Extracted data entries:
*-*-*

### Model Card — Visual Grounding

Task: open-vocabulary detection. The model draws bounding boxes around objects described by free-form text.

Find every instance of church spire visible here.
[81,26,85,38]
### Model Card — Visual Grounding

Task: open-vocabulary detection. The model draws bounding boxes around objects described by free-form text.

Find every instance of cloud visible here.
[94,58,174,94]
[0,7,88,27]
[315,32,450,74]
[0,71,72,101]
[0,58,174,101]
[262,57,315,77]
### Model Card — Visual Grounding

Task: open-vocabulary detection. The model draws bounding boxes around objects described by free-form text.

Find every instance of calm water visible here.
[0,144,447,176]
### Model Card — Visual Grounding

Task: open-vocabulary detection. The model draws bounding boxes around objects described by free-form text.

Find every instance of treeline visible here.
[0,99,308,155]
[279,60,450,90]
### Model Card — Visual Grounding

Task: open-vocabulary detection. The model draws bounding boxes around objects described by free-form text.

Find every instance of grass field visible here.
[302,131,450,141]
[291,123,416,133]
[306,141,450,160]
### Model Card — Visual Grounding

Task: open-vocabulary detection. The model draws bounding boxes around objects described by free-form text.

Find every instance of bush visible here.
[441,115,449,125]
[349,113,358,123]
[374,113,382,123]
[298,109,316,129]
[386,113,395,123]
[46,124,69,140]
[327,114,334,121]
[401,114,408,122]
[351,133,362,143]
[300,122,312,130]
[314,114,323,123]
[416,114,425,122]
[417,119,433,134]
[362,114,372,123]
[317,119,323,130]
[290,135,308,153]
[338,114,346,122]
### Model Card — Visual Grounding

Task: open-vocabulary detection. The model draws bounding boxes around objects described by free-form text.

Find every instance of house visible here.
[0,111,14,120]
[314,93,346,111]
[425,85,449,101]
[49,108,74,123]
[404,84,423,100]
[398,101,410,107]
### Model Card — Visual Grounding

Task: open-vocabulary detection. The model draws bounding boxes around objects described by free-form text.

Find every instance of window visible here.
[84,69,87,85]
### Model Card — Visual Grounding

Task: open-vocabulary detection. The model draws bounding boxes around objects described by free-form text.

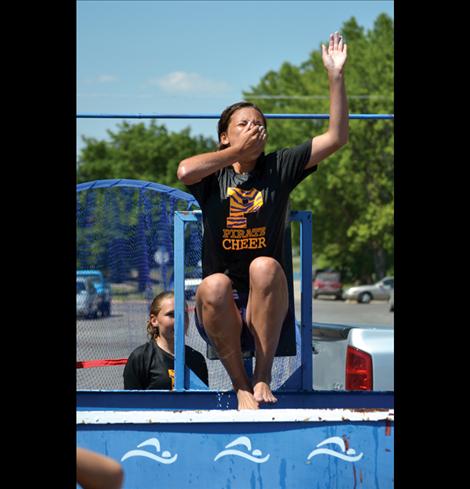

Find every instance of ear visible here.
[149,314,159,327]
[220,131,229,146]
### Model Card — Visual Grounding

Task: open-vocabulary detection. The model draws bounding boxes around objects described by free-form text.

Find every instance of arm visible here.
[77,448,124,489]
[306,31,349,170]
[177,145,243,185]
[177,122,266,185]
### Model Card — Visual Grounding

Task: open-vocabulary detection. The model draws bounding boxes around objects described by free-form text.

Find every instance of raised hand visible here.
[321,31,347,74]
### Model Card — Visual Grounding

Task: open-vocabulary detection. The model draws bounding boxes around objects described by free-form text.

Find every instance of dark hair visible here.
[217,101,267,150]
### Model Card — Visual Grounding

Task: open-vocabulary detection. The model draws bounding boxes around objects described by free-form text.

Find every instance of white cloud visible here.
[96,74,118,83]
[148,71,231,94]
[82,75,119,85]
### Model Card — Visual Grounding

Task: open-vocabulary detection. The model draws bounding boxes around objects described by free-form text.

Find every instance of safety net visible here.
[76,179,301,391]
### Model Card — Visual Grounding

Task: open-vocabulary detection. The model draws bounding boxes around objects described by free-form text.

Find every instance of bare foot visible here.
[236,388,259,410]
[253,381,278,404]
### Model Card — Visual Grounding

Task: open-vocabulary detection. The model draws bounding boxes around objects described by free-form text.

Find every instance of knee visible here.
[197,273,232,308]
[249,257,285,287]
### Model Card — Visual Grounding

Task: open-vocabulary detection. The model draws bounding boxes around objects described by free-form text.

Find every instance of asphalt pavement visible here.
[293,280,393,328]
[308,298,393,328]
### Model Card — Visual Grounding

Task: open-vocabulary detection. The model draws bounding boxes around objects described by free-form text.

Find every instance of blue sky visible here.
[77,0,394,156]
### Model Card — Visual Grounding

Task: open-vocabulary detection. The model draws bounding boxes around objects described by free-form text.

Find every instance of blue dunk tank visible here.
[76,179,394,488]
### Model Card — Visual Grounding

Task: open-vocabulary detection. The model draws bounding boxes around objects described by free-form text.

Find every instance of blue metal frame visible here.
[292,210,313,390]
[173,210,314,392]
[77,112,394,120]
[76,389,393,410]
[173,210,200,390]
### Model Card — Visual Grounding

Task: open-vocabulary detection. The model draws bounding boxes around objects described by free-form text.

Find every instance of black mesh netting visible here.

*-*-*

Task directions
Give the data above again, exactly, with every picture removed.

Problem solution
### Model Card — Visual Grounding

Task: open-vocabulary detection. The model draws bounding boxes around objects described by free-form text.

Find every instance of church spire visible here.
[81,26,85,38]
### Model Card — Visual Grounding

Task: open-vocabulary detection. The model draws bounding boxes around objects described by free-form text.

Find every instance of cloud visible here.
[94,58,174,94]
[0,7,88,27]
[315,32,450,74]
[0,71,72,101]
[0,58,174,101]
[262,57,315,77]
### Model Card — Visual Grounding

Task: open-vocabulary detection. The model draws bounding boxes around objects described by free-form text.

Find every instance of calm water visible here.
[0,144,447,176]
### Model Card — Visual Grounding

Task: open-vocabulary detection. The model draws bounding boxes around objects described by free-form text.

Find every instance of treeline visible here.
[0,99,308,155]
[279,60,450,90]
### Model Card — Visual Grounding

Task: open-vocabulary detection. The model draws bounding boxes around objects described by free-form text.

Find every instance of grass field visible here.
[302,131,450,141]
[291,123,416,133]
[306,141,450,160]
### Model Card — Visual Grounding

Task: open-vocabulary detection. The model draws bounding boxes around objects described by free-form text.

Find every instance of bush visible here.
[441,115,449,125]
[349,113,358,123]
[374,113,382,123]
[298,109,316,129]
[386,113,395,123]
[46,124,69,140]
[327,114,334,121]
[401,114,408,122]
[351,133,362,143]
[300,122,312,130]
[314,114,323,123]
[416,114,425,122]
[417,119,433,134]
[362,114,372,123]
[317,119,323,130]
[290,135,308,153]
[338,114,346,122]
### Model Card — Visual Grounding

Task: open-vocabulary detection. The model draws bounding boxes around objects described by free-form text.

Find every instance of house visible here.
[0,111,14,120]
[314,93,346,111]
[425,85,449,101]
[49,108,74,123]
[404,84,423,100]
[398,101,410,107]
### Model Card — Visual Grounding

Task: open-vocabulary detection. The model draws bounding boxes around objects described by free-form text.

Find every instance of window visible here.
[84,69,87,85]
### Model Card — Visual Grounding

Task: open-vocabulary detection. The model draws bounding boxes around objects described by free-form text.


Find every instance of ear visible here.
[149,314,159,327]
[220,131,229,146]
### Model Card — Visual Grounding

Task: open-vocabulary detection. The model draws bounding boxes around objects described by free-form text.

Find every instance of arm visible here.
[77,448,124,489]
[306,31,349,170]
[177,145,243,185]
[177,122,266,185]
### Model Card — Visual Grounding

Task: open-vocabulary detection. The model draws bounding boxes around objects described by free-form text.

Find every instance of raised hand visible here.
[321,31,347,74]
### Model Card — Visual Grounding

Task: open-vocabulary detection. The model draws bounding boxes around objects described by free-form text.

Find every instance of dark hair visible here.
[217,101,267,150]
### Model Card — Visual Grounding

Task: open-vocabulary detection. The model draws bounding boxes around objects described by free-form text.

Find every instance of white cloud visible here.
[96,74,118,83]
[148,71,231,94]
[82,75,119,85]
### Model Card — Visual Grounding

Task: open-vocabulary detection. The model draws bounding boxes around objects described by free-form text.

Find every instance of safety net visible here.
[76,179,301,391]
### Model Card — Visual Grounding

Task: open-vocabulary detection. The model draws bounding boxes around objects described by free-form text.

Find every instance of bare foot visible here.
[236,388,259,410]
[253,381,278,404]
### Model Card — Visual Grounding

Task: open-vocabulary detection. The model draws bounding boxes around objects described by free-form text.

Find every instance of knee visible here.
[197,273,232,308]
[249,257,285,287]
### Model Card — Visual Grounding

Task: open-vocabulary detection. The model draws bounding boxes around objects described by free-form text.

Find every instance of asphalt pavement visible here.
[293,280,393,328]
[308,298,393,328]
### Model Card — Visual Grounding

Task: open-vocabulary detection. The model draws bounding boxes around objects described by free-form text.

Find every instance of blue sky visible here.
[77,0,394,156]
### Model Card — Visual Grounding

Task: open-vocabulary detection. The model draws bounding boxes around objects described by free-form text.

Find every instance of blue dunk tank visible here.
[76,179,394,488]
### Model Card — Visual Grounding

Task: open-vocabulary detection. The model draws bounding boxes around objects described by free-form text.

Find every instance of blue metal frame visible here.
[292,210,313,390]
[173,210,314,392]
[77,112,394,120]
[76,389,393,410]
[173,210,200,390]
### Model Card — Visual Grounding

Task: open-vocabulary detection. The model draws bounding boxes around objects described by free-form text.

Find every instance of black mesh netting visible here.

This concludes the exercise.